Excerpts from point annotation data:
★ ★ ★
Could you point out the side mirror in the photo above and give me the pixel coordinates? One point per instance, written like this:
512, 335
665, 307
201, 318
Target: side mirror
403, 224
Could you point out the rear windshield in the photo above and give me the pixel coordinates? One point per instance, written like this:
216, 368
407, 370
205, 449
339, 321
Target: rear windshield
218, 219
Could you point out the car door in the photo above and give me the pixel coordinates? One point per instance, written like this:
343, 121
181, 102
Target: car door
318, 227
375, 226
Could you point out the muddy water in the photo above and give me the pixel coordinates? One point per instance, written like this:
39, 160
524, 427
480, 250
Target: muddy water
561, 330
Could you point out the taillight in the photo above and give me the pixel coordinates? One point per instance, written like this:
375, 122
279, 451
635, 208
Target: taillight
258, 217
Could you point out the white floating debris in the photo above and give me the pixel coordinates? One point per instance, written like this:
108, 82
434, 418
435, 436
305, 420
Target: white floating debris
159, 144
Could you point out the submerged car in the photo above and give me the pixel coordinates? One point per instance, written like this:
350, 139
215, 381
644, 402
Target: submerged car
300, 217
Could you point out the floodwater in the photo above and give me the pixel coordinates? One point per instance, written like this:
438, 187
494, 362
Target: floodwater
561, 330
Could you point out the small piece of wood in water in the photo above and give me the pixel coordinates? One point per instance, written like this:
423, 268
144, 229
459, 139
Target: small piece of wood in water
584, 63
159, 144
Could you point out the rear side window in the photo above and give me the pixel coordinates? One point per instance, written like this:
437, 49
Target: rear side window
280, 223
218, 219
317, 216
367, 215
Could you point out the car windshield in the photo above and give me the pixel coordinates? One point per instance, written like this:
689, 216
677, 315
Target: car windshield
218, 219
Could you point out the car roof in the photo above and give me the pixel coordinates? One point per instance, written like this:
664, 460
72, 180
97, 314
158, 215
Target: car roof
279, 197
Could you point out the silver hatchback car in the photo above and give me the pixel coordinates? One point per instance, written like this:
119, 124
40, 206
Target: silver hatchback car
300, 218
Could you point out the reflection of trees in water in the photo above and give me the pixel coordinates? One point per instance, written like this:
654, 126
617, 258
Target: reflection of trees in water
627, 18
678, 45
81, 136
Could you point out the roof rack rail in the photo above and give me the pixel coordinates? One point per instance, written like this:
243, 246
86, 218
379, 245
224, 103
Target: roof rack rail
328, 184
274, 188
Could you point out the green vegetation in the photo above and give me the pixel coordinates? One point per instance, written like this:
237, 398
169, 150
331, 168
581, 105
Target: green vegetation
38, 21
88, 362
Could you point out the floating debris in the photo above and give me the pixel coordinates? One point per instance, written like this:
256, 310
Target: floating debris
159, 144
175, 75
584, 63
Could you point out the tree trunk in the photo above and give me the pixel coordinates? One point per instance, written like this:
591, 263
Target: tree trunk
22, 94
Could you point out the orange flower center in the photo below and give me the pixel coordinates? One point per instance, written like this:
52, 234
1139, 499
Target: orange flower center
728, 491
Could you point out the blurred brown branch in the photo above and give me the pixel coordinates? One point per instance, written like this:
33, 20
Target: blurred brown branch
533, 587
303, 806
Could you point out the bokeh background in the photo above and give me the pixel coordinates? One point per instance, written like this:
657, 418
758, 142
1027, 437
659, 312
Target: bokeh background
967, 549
★ ★ ★
Written request: Duplicate every item above, word for word and line for line, with no changes.

Written solution:
Could you point out the side mirror in the photo above and give me the pixel coordinates? One point per instance, written like this:
512, 335
665, 307
201, 318
Target: side mirror
403, 224
Could you point out the rear windshield in the photo above and give me the pixel coordinates? One point per instance, written like this:
216, 368
407, 370
205, 449
339, 321
Target: rear windshield
218, 219
Could you point out the car door in the photo above and give me the pixel coordinates? One point per instance, written like this:
343, 121
181, 102
Target: car door
318, 227
375, 226
Could you point out the muddy water in the photo above and give me the pixel coordinates? One point per instance, written like this:
39, 160
524, 427
480, 250
Target: muddy water
561, 330
Could you point out the taillight in the photo above and give me the pixel coordinates? One point per instance, written like this:
375, 122
279, 451
635, 208
Target: taillight
258, 217
Could you point out the white floating debris in the photo above and give me the pixel coordinates? One point per instance, written like this:
108, 82
434, 418
435, 436
305, 420
Target: white floating debris
159, 144
Could you point out the submerged car in the photo above and give me the pixel coordinates? One point per instance, written like this:
350, 139
215, 381
644, 402
Target: submerged car
300, 217
Could you point out the floodwater in the photo above and give me the pixel coordinates? One point per instance, written like this:
438, 187
494, 362
Target: floodwater
561, 330
Could you point out the small piece of wood in water in the photo above and give me the pixel coordinates? One point per instance, written like this:
423, 268
144, 229
459, 139
Target: small piece of wood in water
584, 63
159, 144
Could you point out the rear side window in the photo above and give me the pixel coordinates? One point per instance, written like this:
437, 49
Target: rear side window
280, 223
218, 219
317, 216
367, 215
Could you point out the car windshield in the photo above and give me the pixel coordinates? One point per instance, written like this:
689, 216
677, 315
Target: car windshield
218, 219
Could you point out the car roof in the photo above and give me the pixel coordinates? One point per instance, written like this:
664, 460
72, 180
97, 314
158, 215
Target: car roof
279, 197
Could you point out the silver hatchback car in the photo above and give me the pixel coordinates? One point per instance, written like this:
119, 124
40, 206
Target: silver hatchback car
300, 218
Could you point out the reflection of trees in water in the photo above and give me the pixel coordinates? One point per instance, written like this:
654, 126
617, 258
Target: reflection of trees in water
627, 18
678, 45
81, 136
Could you point out the roof rack rail in the photo above and give me the pixel coordinates? One point per instance, written like this:
243, 246
86, 218
379, 245
224, 103
Target: roof rack rail
328, 184
274, 188
Could you point out the green vegetation in the photo above and give me the pixel coordinates? One point per instance, written like this:
237, 398
169, 150
331, 168
581, 105
Target: green vegetation
38, 21
88, 362
Could you point out the floating debris in the photo above and give me the pixel coordinates? One point per instance, written like this:
256, 310
Target: floating debris
159, 144
175, 75
584, 63
Could you point out the tree trunk in the photo above and give me the pixel coordinates? One point per instance, written like this:
591, 263
Target: tree trunk
22, 94
Could you point out the orange flower center in the photo below and give me the pixel coordinates? One point per instance, written like this:
52, 234
1139, 499
Target: orange flower center
728, 491
Could you point out the blurred brown branch in the photo above and give me the pixel coordinates? One point per instance, written like this:
33, 20
Target: blurred brown branch
533, 587
303, 806
Could you point out the bokeh background in the photo above and give me the pixel coordinates? One point per instance, written like this:
657, 418
758, 142
1027, 437
659, 312
Target: bokeh background
967, 549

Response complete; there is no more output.